Work request 1 — Which lines of the listing contain the string "xmlns"? List each of them in full.

These tests aren’t as complete as they should be, but the most dodgy and frequently called data classes have a fairly complete range of unit tests. If these pass you can assume you have everything you need to run reports.

To run the tests you may need to enter authentication info in the mockup session classes in /test/session/.

Currently these require a [email protected] login and passwords to work, and test against the sciencelearn and biotechlearn hubs data.

A report should have a file in lib/analytics/report/ that grabs all the numbers and such.

And then a file in /bin/ which boots up the $display, $profile and $periods objects (probably via calls to the Startup class), and calls the main method for the report class.

So running the report should be a case of typing “ruby bin/the_report”, and then entering your date ranges, authentication details etc.

h3. Community usage statistics / CMIS====

~/analytics $ ruby bin/community_usage
~/analytics $ ruby bin/cmis

These reports run through a long list of communities, by profile id:

in /analytics/reports/community_usage.rb:

self.report("14745867", "Ako Panuku") #pass in profile id as string, and name

To get the profile id string, navigate to the profile’s dashboard, and take the first integer from the URL, after id=.

Records for this exercise —
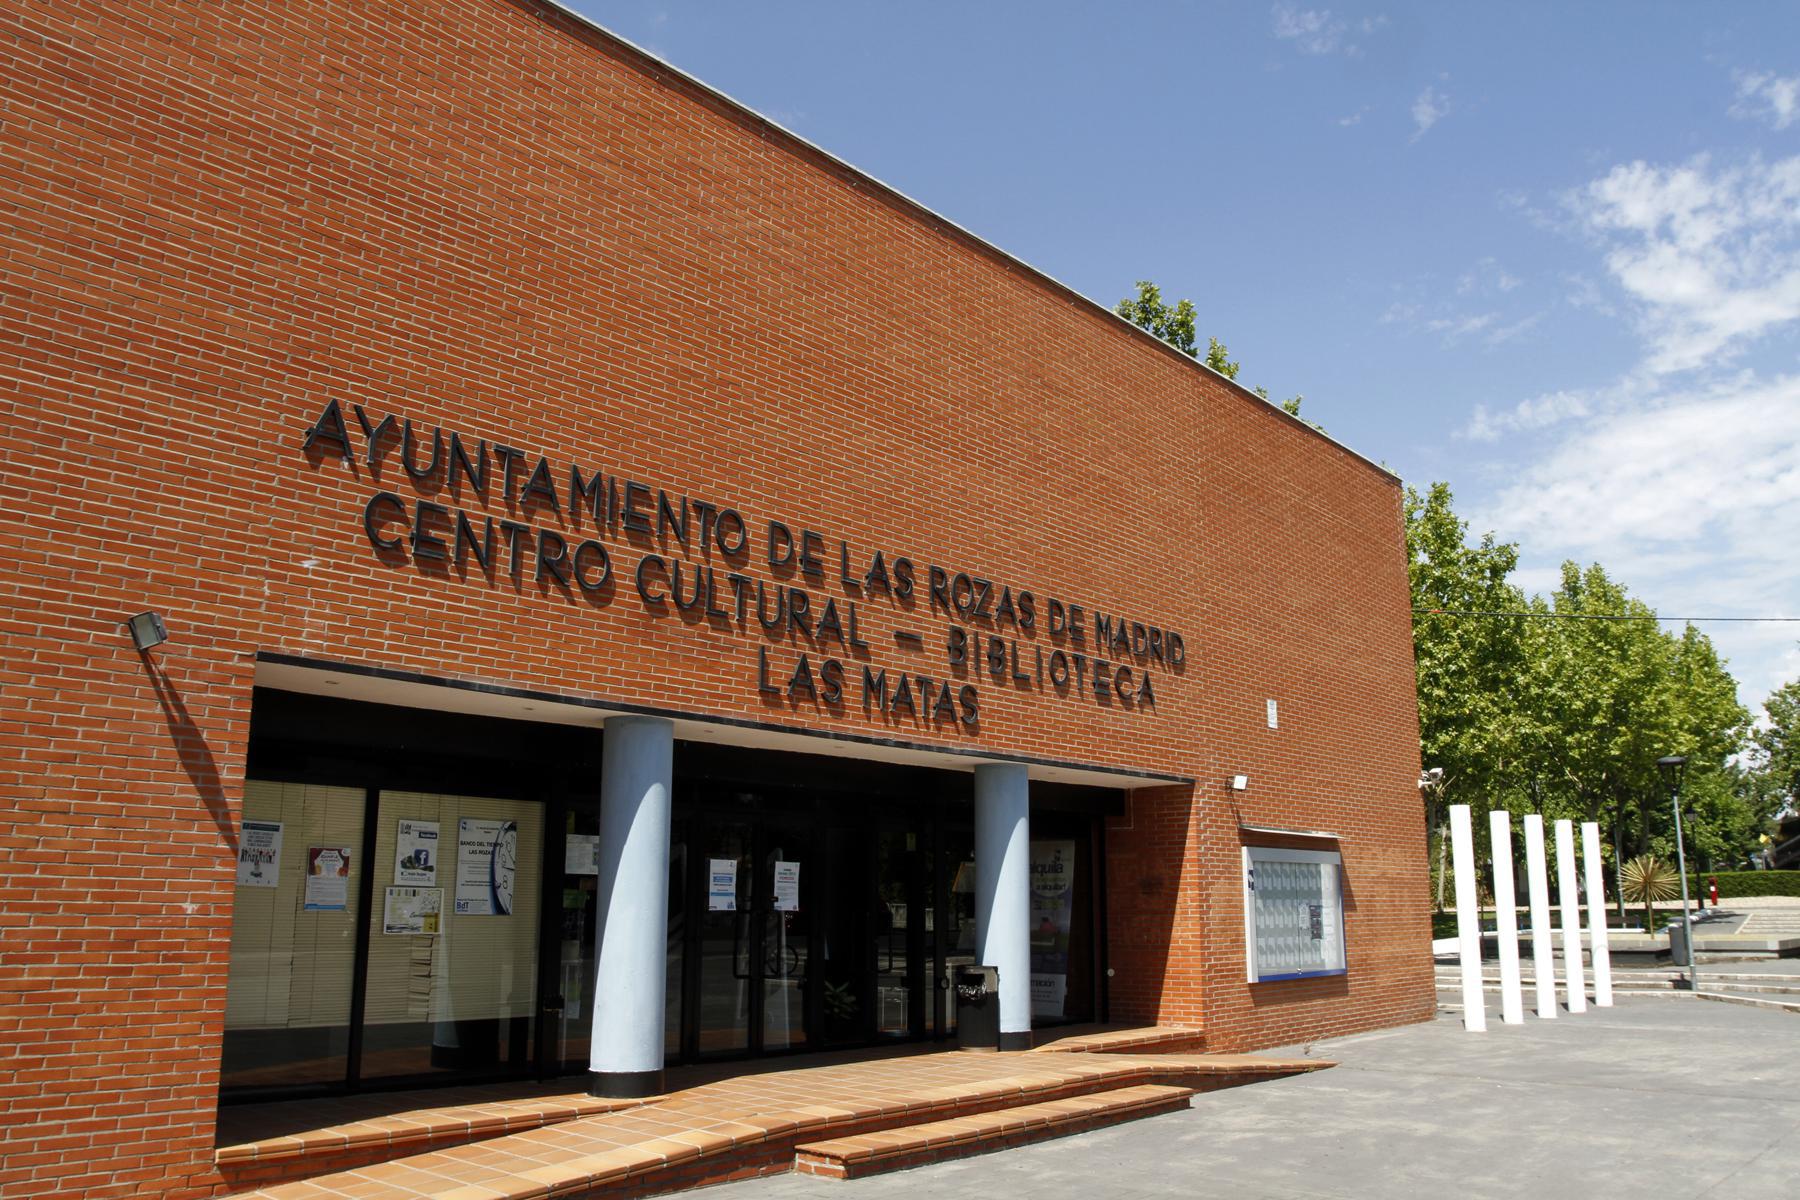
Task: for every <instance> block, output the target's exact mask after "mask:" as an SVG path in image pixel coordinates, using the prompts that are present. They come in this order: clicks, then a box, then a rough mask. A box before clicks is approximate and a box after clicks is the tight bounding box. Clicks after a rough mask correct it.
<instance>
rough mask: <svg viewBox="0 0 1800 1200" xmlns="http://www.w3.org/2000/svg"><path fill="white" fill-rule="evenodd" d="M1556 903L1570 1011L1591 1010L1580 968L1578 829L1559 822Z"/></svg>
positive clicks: (1566, 824)
mask: <svg viewBox="0 0 1800 1200" xmlns="http://www.w3.org/2000/svg"><path fill="white" fill-rule="evenodd" d="M1557 903H1559V905H1561V907H1562V988H1564V993H1566V995H1568V1000H1570V1011H1571V1013H1586V1011H1588V982H1586V979H1584V975H1582V970H1580V900H1579V896H1577V885H1575V828H1573V826H1571V824H1570V822H1568V820H1559V822H1557Z"/></svg>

Work request 2 — Rewrite the passage of the analytics report notes that begins with the words containing "So running the" and ends with "URL, after id=.", replacing "profile id" with "user id".

Answer area 1 —
rough mask: <svg viewBox="0 0 1800 1200" xmlns="http://www.w3.org/2000/svg"><path fill="white" fill-rule="evenodd" d="M1556 903L1570 1011L1591 1010L1580 968L1578 829L1559 822Z"/></svg>
mask: <svg viewBox="0 0 1800 1200" xmlns="http://www.w3.org/2000/svg"><path fill="white" fill-rule="evenodd" d="M1557 903H1559V905H1561V907H1562V988H1564V993H1566V995H1568V1000H1570V1011H1571V1013H1586V1011H1588V982H1586V979H1584V975H1582V970H1580V900H1579V896H1577V885H1575V828H1573V826H1571V824H1570V822H1568V820H1559V822H1557Z"/></svg>

Answer area 2 —
So running the report should be a case of typing “ruby bin/the_report”, and then entering your date ranges, authentication details etc.

h3. Community usage statistics / CMIS====

~/analytics $ ruby bin/community_usage
~/analytics $ ruby bin/cmis

These reports run through a long list of communities, by user id:

in /analytics/reports/community_usage.rb:

self.report("14745867", "Ako Panuku") #pass in user id as string, and name

To get the user id string, navigate to the profile’s dashboard, and take the first integer from the URL, after id=.